Problem:
Give the listing again exactly, skipping any pictures it holds.
-- Opening Marker --
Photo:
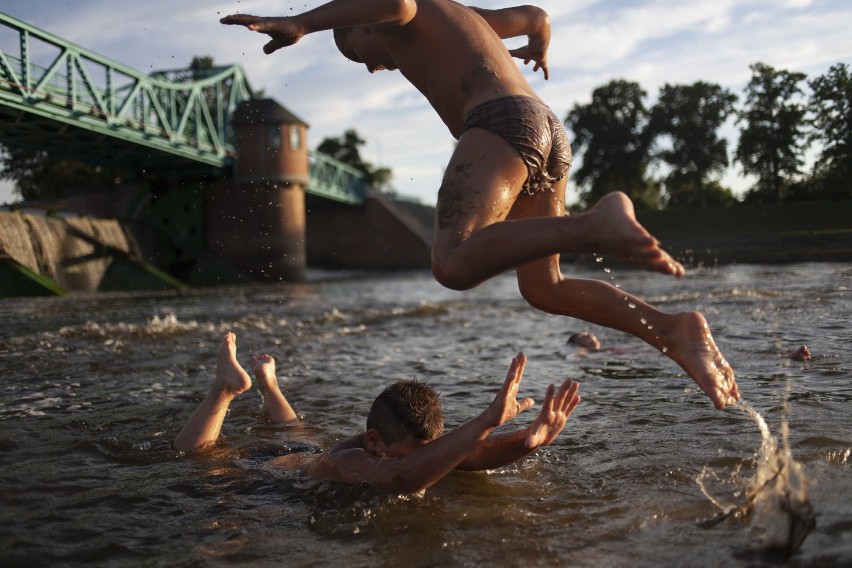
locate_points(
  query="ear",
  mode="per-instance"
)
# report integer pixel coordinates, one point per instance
(373, 439)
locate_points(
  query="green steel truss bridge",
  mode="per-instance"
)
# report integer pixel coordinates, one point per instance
(60, 97)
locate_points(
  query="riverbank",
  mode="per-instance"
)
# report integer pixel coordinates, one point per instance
(755, 234)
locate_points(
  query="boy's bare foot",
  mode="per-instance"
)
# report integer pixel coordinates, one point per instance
(230, 376)
(263, 367)
(620, 234)
(690, 344)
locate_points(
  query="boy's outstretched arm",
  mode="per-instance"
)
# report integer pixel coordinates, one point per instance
(286, 31)
(530, 21)
(349, 463)
(502, 449)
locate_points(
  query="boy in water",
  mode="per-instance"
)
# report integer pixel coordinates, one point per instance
(501, 204)
(403, 449)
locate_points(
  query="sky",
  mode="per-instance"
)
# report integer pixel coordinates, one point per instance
(652, 42)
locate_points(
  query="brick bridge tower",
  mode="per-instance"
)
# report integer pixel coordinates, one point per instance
(256, 221)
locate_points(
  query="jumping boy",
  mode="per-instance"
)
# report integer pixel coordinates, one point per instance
(501, 204)
(403, 449)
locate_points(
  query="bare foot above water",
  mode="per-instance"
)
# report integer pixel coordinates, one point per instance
(621, 235)
(230, 376)
(263, 367)
(690, 344)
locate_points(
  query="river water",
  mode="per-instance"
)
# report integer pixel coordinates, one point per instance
(94, 387)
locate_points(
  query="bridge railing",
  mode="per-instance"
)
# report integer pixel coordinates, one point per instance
(333, 179)
(82, 88)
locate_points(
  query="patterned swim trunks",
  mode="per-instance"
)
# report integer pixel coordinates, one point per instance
(533, 130)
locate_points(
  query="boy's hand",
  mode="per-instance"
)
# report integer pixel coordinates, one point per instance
(555, 411)
(534, 51)
(283, 31)
(505, 405)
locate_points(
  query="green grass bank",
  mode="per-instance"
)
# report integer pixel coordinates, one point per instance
(799, 232)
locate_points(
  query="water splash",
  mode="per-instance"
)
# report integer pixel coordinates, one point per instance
(775, 502)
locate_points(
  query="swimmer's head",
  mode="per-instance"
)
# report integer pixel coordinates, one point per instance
(404, 416)
(585, 340)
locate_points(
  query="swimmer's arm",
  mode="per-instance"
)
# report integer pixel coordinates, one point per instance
(349, 462)
(422, 468)
(504, 448)
(529, 21)
(286, 31)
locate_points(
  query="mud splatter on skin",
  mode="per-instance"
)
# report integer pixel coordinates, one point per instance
(484, 70)
(452, 195)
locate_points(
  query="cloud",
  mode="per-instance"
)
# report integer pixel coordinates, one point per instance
(652, 42)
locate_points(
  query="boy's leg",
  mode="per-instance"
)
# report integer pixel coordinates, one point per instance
(275, 404)
(474, 240)
(204, 425)
(684, 337)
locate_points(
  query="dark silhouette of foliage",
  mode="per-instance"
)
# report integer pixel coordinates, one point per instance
(609, 137)
(831, 108)
(345, 149)
(38, 176)
(772, 136)
(690, 117)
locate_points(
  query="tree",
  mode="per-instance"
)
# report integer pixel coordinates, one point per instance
(39, 176)
(346, 150)
(831, 107)
(772, 138)
(691, 115)
(609, 135)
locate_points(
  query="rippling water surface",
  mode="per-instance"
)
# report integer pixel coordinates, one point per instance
(94, 387)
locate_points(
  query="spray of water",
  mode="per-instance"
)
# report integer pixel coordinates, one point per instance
(774, 500)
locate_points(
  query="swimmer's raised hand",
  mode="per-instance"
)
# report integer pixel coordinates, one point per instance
(506, 405)
(283, 31)
(555, 411)
(528, 53)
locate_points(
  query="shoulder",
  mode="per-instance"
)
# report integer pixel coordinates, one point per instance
(344, 463)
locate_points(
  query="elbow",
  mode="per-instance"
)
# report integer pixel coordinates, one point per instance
(401, 11)
(539, 17)
(407, 484)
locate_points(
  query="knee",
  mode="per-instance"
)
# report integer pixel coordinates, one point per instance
(539, 291)
(452, 277)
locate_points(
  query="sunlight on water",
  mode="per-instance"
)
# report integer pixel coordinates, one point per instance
(774, 500)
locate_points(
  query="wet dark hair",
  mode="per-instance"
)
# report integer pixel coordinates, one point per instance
(407, 408)
(341, 34)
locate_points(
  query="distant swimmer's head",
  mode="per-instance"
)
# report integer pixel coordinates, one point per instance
-- Closing Marker --
Written response:
Photo:
locate_points(
  query="ear",
  mode="per-instance"
)
# report integer pixel coordinates, one point per instance
(373, 439)
locate_points(
  query="green steel truss bridge",
  mode="per-instance"
)
# report integer pixel coordinates, one point per instance
(60, 97)
locate_points(
  query="riverbank",
  mode="per-instance"
)
# report integer pixel coordinates, one point per instance
(755, 234)
locate_points(
  query="boy's bare foot",
  mode="per-instance"
)
# report integer pixel coordinates, one point per instance
(230, 376)
(263, 367)
(620, 234)
(690, 344)
locate_points(
  query="boy's outstretched arm",
  mode="per-instance"
)
# report integer pixel coordinates, one point per instance
(286, 31)
(530, 21)
(349, 463)
(502, 449)
locate_points(
  query="boy in water",
  mode="per-instance"
)
# report integer pixel coordinates, one point per instance
(501, 204)
(403, 449)
locate_points(
  query="sky",
  mode="per-instance"
)
# report integer pixel coordinates, one point per instance
(652, 42)
locate_points(
  query="brick bridge tower",
  mode="per-instance"
)
# report integer pixel coordinates, one point per instance
(256, 221)
locate_points(
  query="jumping boy",
  mode="per-instance"
)
# report integer pixel coordinates, one point per instance
(501, 204)
(403, 449)
locate_points(
  query="bare foot above water",
  mode="per-instance"
)
# report integer pixel coordinates, one point per instance
(621, 235)
(230, 376)
(263, 367)
(690, 344)
locate_points(
  query="river water",
  mode="per-instance"
)
# report integer pixel coordinates, one point per instance
(94, 387)
locate_points(
  query="bridge railing",
  mode="per-instance"
)
# report integer pixel coordinates, one point per instance
(333, 179)
(82, 88)
locate_points(
  query="patterned swim trunks",
  mode="per-instance"
)
# report integer pixel coordinates, one point per instance
(533, 130)
locate_points(
  query="boy's hand",
  mode="per-instance"
)
# report integer pixel coordinates, one point per instance
(555, 411)
(534, 51)
(283, 31)
(505, 405)
locate_points(
  query="green grass bank",
  mode="per-instance"
)
# report integer pixel coordinates, one point per instance
(799, 232)
locate_points(
  query="water splash",
  mode="per-instance"
)
# report integer pixel coordinates, one point per instance
(775, 502)
locate_points(
  query="swimmer's head",
  mode="per-instance"
)
# report integer pixel coordinates, one point per instance
(404, 416)
(585, 340)
locate_points(
  query="swimmer's arm",
  mode="per-instance"
)
# report integer pixel coordinates, one point per instance
(349, 462)
(422, 468)
(504, 448)
(529, 21)
(286, 31)
locate_points(
  query="mud splatter on skin",
  mode="per-instance"
)
# report integer pixel coordinates, one point per instance
(484, 70)
(452, 195)
locate_points(
  query="cloud",
  mode="per-instance"
)
# report integer pixel coordinates, one point per instance
(652, 42)
locate_points(
  query="boy's leg",
  mode="per-instance"
)
# report integer pixel coordinates, one point per instance
(275, 404)
(474, 240)
(204, 425)
(684, 337)
locate_points(
  query="dark silhouette of foliage",
  mode="per-instance"
)
# report integer pixel coordinates, one point per instance
(609, 137)
(831, 108)
(345, 149)
(38, 176)
(772, 136)
(690, 117)
locate_points(
  query="tree",
  mode="per-instance"
)
# report integer pixel coordinates, one point per instance
(39, 176)
(346, 150)
(831, 107)
(772, 138)
(691, 115)
(609, 135)
locate_points(
  query="rippling water surface",
  mode="per-instance"
)
# report integer pixel coordinates, one point per instance
(94, 387)
locate_points(
  query="spray of water",
  mode="per-instance"
)
# report integer pixel coordinates, one point per instance
(774, 500)
locate_points(
  query="swimmer's raised hand",
  mode="per-instance"
)
# report integer pixel coordinates, one point per instance
(506, 405)
(283, 31)
(555, 411)
(528, 53)
locate_points(
  query="shoulder",
  mode="per-instance"
)
# report integer pixel coordinates, one point per instance
(344, 463)
locate_points(
  query="elbow",
  mode="per-instance"
)
# report integer pixel coordinates, one point per instance
(401, 11)
(539, 17)
(407, 484)
locate_points(
  query="knee",
  mode="per-instance"
)
# report integer pixel coordinates, one point per instance
(539, 291)
(452, 277)
locate_points(
  query="sunlight on water",
  mode="per-instance"
)
# report integer pixel coordinates, one point per instance
(774, 500)
locate_points(
  query="wet dark hair",
  mode="per-instance"
)
# report integer pixel coordinates, one point per instance
(407, 408)
(341, 34)
locate_points(
  query="distant swimmer's head",
  mode="per-instance"
)
# report integer pixel coordinates, one point per instance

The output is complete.